EXERCISE DETAILS → In the data below, reproduce word for word the part that opens with the line containing "For every instance of the today" and closes with the line containing "x=115 y=500". Include both of those lines and nothing else.

MATERIALS PROVIDED →
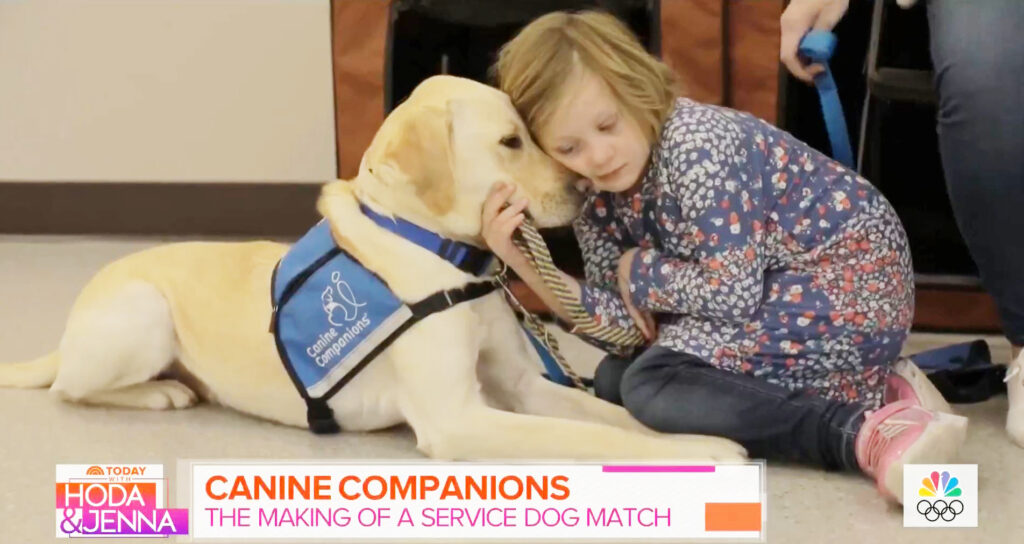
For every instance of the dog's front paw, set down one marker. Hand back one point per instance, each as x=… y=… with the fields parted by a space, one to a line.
x=166 y=394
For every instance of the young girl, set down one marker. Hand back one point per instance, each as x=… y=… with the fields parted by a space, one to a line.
x=774 y=284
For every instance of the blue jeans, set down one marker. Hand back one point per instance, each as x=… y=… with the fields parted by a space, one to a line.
x=978 y=52
x=679 y=392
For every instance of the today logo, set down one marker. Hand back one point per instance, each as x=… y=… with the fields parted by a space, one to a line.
x=115 y=500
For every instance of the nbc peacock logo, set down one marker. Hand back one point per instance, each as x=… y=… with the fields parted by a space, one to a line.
x=944 y=488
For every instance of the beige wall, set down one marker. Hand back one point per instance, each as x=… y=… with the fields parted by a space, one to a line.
x=166 y=90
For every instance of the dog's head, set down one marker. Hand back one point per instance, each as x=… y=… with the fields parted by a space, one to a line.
x=437 y=155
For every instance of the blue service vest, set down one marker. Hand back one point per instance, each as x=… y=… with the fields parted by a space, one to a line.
x=332 y=316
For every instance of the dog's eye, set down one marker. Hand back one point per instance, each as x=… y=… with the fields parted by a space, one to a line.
x=512 y=142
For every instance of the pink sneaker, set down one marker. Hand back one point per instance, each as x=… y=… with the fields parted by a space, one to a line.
x=907 y=382
x=904 y=432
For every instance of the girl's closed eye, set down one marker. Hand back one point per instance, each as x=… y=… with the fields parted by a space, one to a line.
x=608 y=124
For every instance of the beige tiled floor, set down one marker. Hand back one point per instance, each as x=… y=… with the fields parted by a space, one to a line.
x=39 y=277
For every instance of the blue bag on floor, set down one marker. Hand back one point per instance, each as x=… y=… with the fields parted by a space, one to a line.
x=963 y=373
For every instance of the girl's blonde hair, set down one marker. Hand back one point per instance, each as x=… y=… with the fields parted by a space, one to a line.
x=532 y=68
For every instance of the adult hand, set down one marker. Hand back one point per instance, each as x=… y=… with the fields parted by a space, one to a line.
x=645 y=322
x=799 y=17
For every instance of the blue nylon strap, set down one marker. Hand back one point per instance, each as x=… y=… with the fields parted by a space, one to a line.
x=471 y=259
x=818 y=46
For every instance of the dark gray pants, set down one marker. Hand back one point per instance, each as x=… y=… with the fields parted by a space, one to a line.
x=978 y=52
x=679 y=392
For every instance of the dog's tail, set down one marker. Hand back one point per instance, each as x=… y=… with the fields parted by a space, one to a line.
x=38 y=373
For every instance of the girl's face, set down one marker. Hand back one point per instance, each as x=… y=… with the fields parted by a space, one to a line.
x=592 y=135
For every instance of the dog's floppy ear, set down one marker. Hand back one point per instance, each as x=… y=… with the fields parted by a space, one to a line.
x=423 y=152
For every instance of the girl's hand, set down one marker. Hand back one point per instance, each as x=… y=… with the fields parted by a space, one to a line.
x=643 y=319
x=499 y=224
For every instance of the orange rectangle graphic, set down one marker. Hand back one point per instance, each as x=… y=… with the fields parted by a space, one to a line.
x=732 y=516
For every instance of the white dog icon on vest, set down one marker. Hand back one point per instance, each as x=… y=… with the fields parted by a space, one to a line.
x=345 y=294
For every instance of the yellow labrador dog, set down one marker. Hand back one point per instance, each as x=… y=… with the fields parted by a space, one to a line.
x=164 y=327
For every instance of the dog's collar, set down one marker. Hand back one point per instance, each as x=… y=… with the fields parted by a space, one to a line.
x=465 y=257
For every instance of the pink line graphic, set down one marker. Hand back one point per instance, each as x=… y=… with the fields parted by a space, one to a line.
x=657 y=468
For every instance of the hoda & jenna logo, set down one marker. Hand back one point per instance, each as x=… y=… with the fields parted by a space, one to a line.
x=113 y=500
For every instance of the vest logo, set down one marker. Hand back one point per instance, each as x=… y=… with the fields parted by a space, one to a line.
x=331 y=305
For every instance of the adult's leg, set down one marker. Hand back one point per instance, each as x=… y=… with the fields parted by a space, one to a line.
x=978 y=53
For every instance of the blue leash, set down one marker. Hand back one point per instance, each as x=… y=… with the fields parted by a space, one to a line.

OUTPUT FOR THIS EXERCISE →
For every instance of the today logo, set down one marker. Hand back one point per instance, each as x=… y=… with the fields parted by a space, one to a line.
x=115 y=500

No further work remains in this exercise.